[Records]
+++

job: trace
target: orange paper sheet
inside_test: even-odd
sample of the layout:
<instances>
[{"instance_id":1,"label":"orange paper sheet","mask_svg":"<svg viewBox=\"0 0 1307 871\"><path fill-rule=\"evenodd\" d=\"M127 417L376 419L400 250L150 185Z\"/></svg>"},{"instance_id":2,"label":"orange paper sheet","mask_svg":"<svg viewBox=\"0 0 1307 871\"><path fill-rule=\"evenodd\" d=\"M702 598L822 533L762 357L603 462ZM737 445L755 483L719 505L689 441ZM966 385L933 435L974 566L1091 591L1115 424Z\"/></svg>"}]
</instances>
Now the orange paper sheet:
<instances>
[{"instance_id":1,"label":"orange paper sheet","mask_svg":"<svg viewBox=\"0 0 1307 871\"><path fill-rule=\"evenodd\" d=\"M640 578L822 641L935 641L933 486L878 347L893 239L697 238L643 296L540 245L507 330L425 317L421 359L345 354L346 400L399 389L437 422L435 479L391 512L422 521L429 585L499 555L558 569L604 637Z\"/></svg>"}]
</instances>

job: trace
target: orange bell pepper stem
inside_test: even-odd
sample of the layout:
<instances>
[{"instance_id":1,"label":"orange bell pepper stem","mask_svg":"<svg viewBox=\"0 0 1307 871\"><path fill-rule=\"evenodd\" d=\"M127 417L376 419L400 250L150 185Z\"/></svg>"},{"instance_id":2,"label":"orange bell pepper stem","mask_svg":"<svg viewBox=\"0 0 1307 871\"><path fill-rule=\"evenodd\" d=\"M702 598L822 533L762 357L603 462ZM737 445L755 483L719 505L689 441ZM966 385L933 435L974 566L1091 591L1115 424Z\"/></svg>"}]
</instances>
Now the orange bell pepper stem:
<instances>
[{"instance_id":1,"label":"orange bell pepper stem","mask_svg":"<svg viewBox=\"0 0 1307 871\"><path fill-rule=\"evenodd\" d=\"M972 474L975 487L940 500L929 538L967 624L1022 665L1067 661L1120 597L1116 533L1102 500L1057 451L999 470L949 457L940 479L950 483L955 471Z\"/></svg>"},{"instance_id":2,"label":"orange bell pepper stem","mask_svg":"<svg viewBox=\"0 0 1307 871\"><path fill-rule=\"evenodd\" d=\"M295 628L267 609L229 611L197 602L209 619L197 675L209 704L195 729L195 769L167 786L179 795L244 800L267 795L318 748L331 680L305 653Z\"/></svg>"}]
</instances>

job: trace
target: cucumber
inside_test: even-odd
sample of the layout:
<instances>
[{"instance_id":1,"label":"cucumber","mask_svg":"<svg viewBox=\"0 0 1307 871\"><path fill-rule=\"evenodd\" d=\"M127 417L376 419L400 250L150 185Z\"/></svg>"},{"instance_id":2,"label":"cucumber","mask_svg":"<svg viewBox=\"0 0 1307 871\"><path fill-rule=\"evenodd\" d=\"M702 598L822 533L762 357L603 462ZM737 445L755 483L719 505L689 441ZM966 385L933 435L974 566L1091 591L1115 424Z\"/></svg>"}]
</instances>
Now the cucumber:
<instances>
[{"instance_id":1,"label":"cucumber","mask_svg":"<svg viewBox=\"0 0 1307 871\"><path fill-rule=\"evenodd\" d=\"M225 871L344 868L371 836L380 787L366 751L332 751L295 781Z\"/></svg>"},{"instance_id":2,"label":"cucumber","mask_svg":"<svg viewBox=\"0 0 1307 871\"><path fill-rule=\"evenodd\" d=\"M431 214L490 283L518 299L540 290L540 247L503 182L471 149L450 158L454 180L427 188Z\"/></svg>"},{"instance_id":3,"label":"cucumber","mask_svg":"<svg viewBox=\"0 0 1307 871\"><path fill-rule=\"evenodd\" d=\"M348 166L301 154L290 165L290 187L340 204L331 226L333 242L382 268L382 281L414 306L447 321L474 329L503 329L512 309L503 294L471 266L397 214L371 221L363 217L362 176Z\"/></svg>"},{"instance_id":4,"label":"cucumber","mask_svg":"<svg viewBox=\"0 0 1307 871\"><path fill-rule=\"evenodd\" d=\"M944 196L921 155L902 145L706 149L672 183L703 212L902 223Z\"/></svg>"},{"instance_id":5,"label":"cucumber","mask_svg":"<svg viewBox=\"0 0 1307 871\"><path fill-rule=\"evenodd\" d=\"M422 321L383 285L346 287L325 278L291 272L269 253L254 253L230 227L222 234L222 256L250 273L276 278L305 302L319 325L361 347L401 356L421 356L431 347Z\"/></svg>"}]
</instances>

+++

STATED TASK: Pick out every line of the items that contains the word "sheet", and copy each one in full.

EXERCISE SOLUTION:
target: orange paper sheet
[{"instance_id":1,"label":"orange paper sheet","mask_svg":"<svg viewBox=\"0 0 1307 871\"><path fill-rule=\"evenodd\" d=\"M127 417L376 419L400 250L150 185Z\"/></svg>"},{"instance_id":2,"label":"orange paper sheet","mask_svg":"<svg viewBox=\"0 0 1307 871\"><path fill-rule=\"evenodd\" d=\"M702 598L822 533L762 357L603 462ZM737 445L755 483L719 505L689 441ZM966 385L933 435L974 566L1091 591L1115 424Z\"/></svg>"}]
Now the orange paper sheet:
[{"instance_id":1,"label":"orange paper sheet","mask_svg":"<svg viewBox=\"0 0 1307 871\"><path fill-rule=\"evenodd\" d=\"M640 578L822 641L935 641L933 486L878 347L893 239L697 238L643 296L540 245L507 330L425 317L421 359L345 354L346 400L399 389L437 422L435 479L391 512L422 521L429 585L499 555L558 569L604 637Z\"/></svg>"}]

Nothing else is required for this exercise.